*** PROVIDED DATA ***
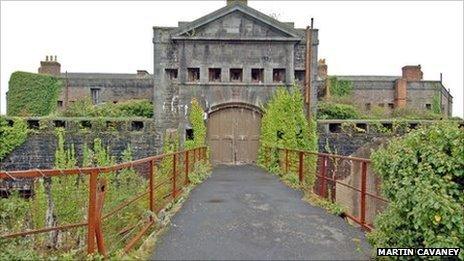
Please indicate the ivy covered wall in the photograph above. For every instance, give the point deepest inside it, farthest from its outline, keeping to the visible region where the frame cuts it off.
(31, 94)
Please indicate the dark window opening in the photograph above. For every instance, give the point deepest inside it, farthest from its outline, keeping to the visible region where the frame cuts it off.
(257, 75)
(193, 74)
(214, 74)
(335, 127)
(86, 124)
(236, 75)
(60, 124)
(367, 106)
(189, 134)
(278, 75)
(299, 76)
(171, 74)
(33, 124)
(95, 95)
(137, 125)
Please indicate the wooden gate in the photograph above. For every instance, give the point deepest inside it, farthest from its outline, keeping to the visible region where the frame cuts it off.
(233, 135)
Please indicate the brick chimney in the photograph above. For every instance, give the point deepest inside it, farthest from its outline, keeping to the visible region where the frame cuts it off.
(244, 2)
(412, 73)
(50, 66)
(322, 69)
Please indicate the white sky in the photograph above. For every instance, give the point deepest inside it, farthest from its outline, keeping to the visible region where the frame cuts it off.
(361, 38)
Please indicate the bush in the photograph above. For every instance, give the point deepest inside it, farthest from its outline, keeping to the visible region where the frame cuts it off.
(329, 110)
(31, 94)
(423, 177)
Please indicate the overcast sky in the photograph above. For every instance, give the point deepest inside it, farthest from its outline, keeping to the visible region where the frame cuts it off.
(356, 38)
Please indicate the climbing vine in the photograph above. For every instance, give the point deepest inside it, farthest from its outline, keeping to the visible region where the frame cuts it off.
(31, 94)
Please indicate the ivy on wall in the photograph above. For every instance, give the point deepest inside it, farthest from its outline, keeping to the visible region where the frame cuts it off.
(423, 179)
(31, 94)
(11, 136)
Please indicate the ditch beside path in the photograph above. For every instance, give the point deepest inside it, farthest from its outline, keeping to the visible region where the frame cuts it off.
(242, 212)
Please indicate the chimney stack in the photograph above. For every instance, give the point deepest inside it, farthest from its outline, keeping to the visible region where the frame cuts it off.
(50, 66)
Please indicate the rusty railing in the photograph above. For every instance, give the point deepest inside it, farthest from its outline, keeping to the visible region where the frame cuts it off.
(162, 179)
(348, 181)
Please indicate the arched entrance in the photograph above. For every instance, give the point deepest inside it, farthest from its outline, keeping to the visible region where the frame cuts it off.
(233, 133)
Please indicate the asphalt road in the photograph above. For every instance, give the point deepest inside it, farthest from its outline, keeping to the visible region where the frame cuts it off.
(242, 212)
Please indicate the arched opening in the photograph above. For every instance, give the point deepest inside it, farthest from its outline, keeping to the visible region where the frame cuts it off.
(233, 133)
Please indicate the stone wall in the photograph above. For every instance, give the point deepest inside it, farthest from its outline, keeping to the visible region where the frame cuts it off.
(116, 134)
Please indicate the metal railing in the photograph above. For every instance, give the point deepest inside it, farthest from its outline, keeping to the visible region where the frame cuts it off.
(348, 181)
(165, 176)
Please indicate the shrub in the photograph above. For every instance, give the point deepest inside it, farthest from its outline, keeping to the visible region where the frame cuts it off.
(329, 110)
(11, 136)
(423, 177)
(31, 94)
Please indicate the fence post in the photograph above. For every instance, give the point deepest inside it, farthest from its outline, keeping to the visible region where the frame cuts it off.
(286, 160)
(91, 215)
(301, 167)
(150, 190)
(187, 181)
(363, 193)
(174, 170)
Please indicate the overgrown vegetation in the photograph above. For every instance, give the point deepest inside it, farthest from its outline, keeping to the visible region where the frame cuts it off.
(284, 125)
(130, 108)
(423, 178)
(11, 136)
(31, 94)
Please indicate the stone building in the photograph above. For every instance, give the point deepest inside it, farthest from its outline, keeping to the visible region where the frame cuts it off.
(100, 87)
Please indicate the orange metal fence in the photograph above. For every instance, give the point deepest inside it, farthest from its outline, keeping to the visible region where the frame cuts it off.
(100, 193)
(348, 181)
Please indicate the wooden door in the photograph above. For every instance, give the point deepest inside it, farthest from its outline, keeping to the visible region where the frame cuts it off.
(233, 134)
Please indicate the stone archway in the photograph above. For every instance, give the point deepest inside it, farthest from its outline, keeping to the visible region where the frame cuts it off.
(233, 133)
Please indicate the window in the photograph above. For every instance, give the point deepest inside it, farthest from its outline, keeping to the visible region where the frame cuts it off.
(257, 75)
(193, 74)
(278, 75)
(368, 106)
(95, 95)
(171, 74)
(236, 75)
(214, 74)
(299, 76)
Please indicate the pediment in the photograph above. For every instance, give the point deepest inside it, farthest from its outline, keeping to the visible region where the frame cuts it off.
(236, 21)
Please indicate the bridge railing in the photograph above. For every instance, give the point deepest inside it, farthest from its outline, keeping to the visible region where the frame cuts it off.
(348, 181)
(102, 209)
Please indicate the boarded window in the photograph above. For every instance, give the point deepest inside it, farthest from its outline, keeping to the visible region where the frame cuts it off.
(278, 75)
(193, 74)
(171, 74)
(236, 75)
(299, 76)
(257, 75)
(95, 95)
(214, 74)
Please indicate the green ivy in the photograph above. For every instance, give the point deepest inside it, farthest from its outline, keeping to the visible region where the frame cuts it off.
(340, 88)
(196, 114)
(284, 125)
(11, 136)
(423, 178)
(31, 94)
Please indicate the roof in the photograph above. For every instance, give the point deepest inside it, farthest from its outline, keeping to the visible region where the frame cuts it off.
(286, 28)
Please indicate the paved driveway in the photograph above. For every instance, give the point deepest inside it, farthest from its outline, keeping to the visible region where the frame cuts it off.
(242, 212)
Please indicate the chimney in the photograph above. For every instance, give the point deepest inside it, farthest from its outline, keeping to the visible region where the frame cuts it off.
(322, 69)
(412, 73)
(50, 66)
(243, 2)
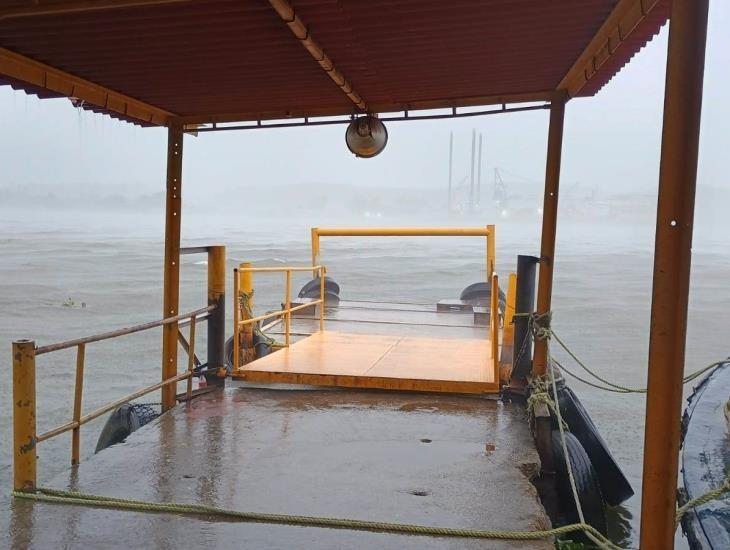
*** End of PROVIDED DATA ***
» YOUR OBJECTIVE
Reproduce the material above in full, images excluded.

» RESULT OF THE EXERCISE
Please indicate the ivy covered wall in the photograph above. For every instance, give the point deepest inside it, farthest from its outline, keeping to the visible region where the frame cuts it off.
(31, 94)
Please indicate the dark window opening in the photograph above. For every instance, give the point deepest inside it, farthest from its outline, keeping to the visible region where the frame cuts it off.
(257, 75)
(193, 74)
(214, 74)
(335, 127)
(86, 124)
(236, 75)
(60, 124)
(367, 106)
(189, 134)
(278, 75)
(299, 76)
(171, 74)
(33, 124)
(95, 95)
(137, 125)
Please indicate the wooden gate in the photograph above. For every instance, give the point deepest inside it, farthest from its outline, keeping to the visible region where the frame cuts it off.
(233, 135)
Please indicate the brick chimney in the photograph above. For every instance, give the point deepest inside it, farthest from its outline, keeping to the visible region where the frame cuts it off.
(244, 2)
(412, 73)
(50, 66)
(322, 69)
Please indicate the white sky in the photograph above. For every instance, give the point deepest inside it, farthest from its outline, keeping to the visible region where the frame cuts it off.
(361, 38)
Please indicate the bush in the photograph above. For every instance, give the point deepest inside it, farthest from its outline, keeping to the visible region where the frame cuts it off.
(329, 110)
(31, 94)
(423, 177)
Please indicate the overcast sky in the photograph above. For every instance, give the point deepest inside it, farthest from its outline, keeping to the visible region where the frame cuts it off.
(356, 38)
Please indicate the climbing vine in the photograph above. For every instance, give the point deepest inside it, farthest from its outline, keeping to the visible region where the frame cuts it off.
(31, 94)
Please indicate the ivy on wall in the photograph above. For every instance, give the point deepest inside it, farthest from its outline, keeping to the visible region where the frame cuts it off.
(423, 179)
(31, 94)
(11, 136)
Please indicate the ditch beside path in the photograph above. For every instance, give the point deepest inside it, farthest from its outline, keeping to the visible region where the frame cuts it off.
(242, 212)
Please indicate the chimney stack in the photograph above. For every instance, give the point deepest inside it, farthest from its outline, keeping to the visible region where the frame cuts it off.
(50, 66)
Please indicate the rusty railing in the photograph above. For every instance, give the point deepest inside it, farthest from its outline, keeping to the visible region where the frame cuts it off.
(162, 179)
(348, 181)
Please indicate the arched entrance in the photograph above. For every instance, give the point deepest inside it, farthest from its outline, keeping to the visible region where the frame cuts it off.
(233, 133)
Please indicate the asphalt road in the photograph above. For every instance, give the point deepest inside it, farthest from its outline, keeping to the visible region where the frame cuts it off.
(242, 212)
Please indicate the arched opening in the photograph above. For every instance, give the point deepest inside it, farthest from its outline, keeping to the visible region where the frame cuts it off.
(233, 133)
Please indicate the stone wall in the photograph above. For every instance, give the point deepest inside it, farthest from its outline, keeping to the visible region where the frame cuts it off.
(116, 134)
Please indicate the metal railing in the photograph above. For every instance, give the point deepest inside it, farthest from its outline, keeping to the visible region where the frame cuts it off.
(348, 181)
(165, 176)
Please indicate the shrub in the photograph above. For every instance, give the point deepest inside it, farthest from its outline, keeping to the visible region where the frame cuts it off.
(329, 110)
(11, 136)
(423, 177)
(31, 94)
Please indicate the fence post in the photograph above. For every instance, give the point deepest inside it, farthest from its outline, keeping to the visible region where the frame cuts it off.
(286, 160)
(91, 215)
(301, 167)
(150, 190)
(187, 181)
(363, 193)
(174, 170)
Please indicate the overgrown vegetation in the photograph above. For every instance, give the point deepest inside it, farthest from its outline, keeping to the visible region where the frame cuts it off.
(284, 125)
(130, 108)
(423, 178)
(11, 136)
(31, 94)
Please indicate the stone building in the photograph above. For every instance, give the point deepest inside it, farthest from its outline, keeping to the visible region where the frame cuts it off.
(100, 87)
Please indicate the orange metal fence in the photograph above. For every instance, give the point deepest inside it, farthest from its outline, keeping to the visible region where the frame cuts it off.
(100, 193)
(348, 181)
Please indicate the wooden door in the photograph above. For every instance, give the point deepest inside it, farthest from its outline, keeping to the visible region where the frame cuts it off.
(233, 134)
Please indicate the stone archway in the photograph above. For every instance, give the point deepest inside it, farthest from its outline, keeping to the visible region where the frame cuts it off.
(233, 133)
Please indicate the window in the photograph above. For every instance, give the point deepest inside it, farthest from its outline, keeping to the visible region where the frame cuts it off.
(257, 75)
(193, 74)
(278, 75)
(368, 106)
(95, 95)
(171, 74)
(236, 75)
(214, 74)
(299, 76)
Please indicate the pediment in the photograph above. For every instance, give the point deepest inside it, farthest from its outline, keeping to the visible region where the frame cuts it off.
(236, 21)
Please indicate the bridge railing in the photograph above. For every instance, give the point deepest inside it, farthest from its outline, keeping to the visible region where the frame cuts it off.
(348, 181)
(102, 209)
Please indicate the boarded window in the photograph above. For every instance, give the point deepest inside it, farthest from its outline, keeping to the visible region where the frame cuts it off.
(278, 75)
(193, 74)
(171, 74)
(236, 75)
(299, 76)
(257, 75)
(95, 95)
(214, 74)
Please indicate the green ivy in the photograph above. For every instance, give the point deepest inside it, farthest from its outline, keeping to the visible region where the frame cuts it off.
(340, 88)
(196, 114)
(284, 125)
(11, 136)
(423, 178)
(31, 94)
Please indicate the roof in the photograph above. For every instance, give the point deepest inside it, farthest from its outline, keeping to the visible region where the frame cuts it off.
(286, 28)
Please indicate the paved driveway in the photograph above. For every instance, give the point deepest inside it, farthest from its outline, keeping to the visible region where the frame cuts it off.
(242, 212)
Please indicate the chimney in the photograph above. For every instance, give the point deepest inside it, farthest from its outline, keeping to the visible region where the frame cuts it off.
(322, 69)
(412, 73)
(50, 66)
(243, 2)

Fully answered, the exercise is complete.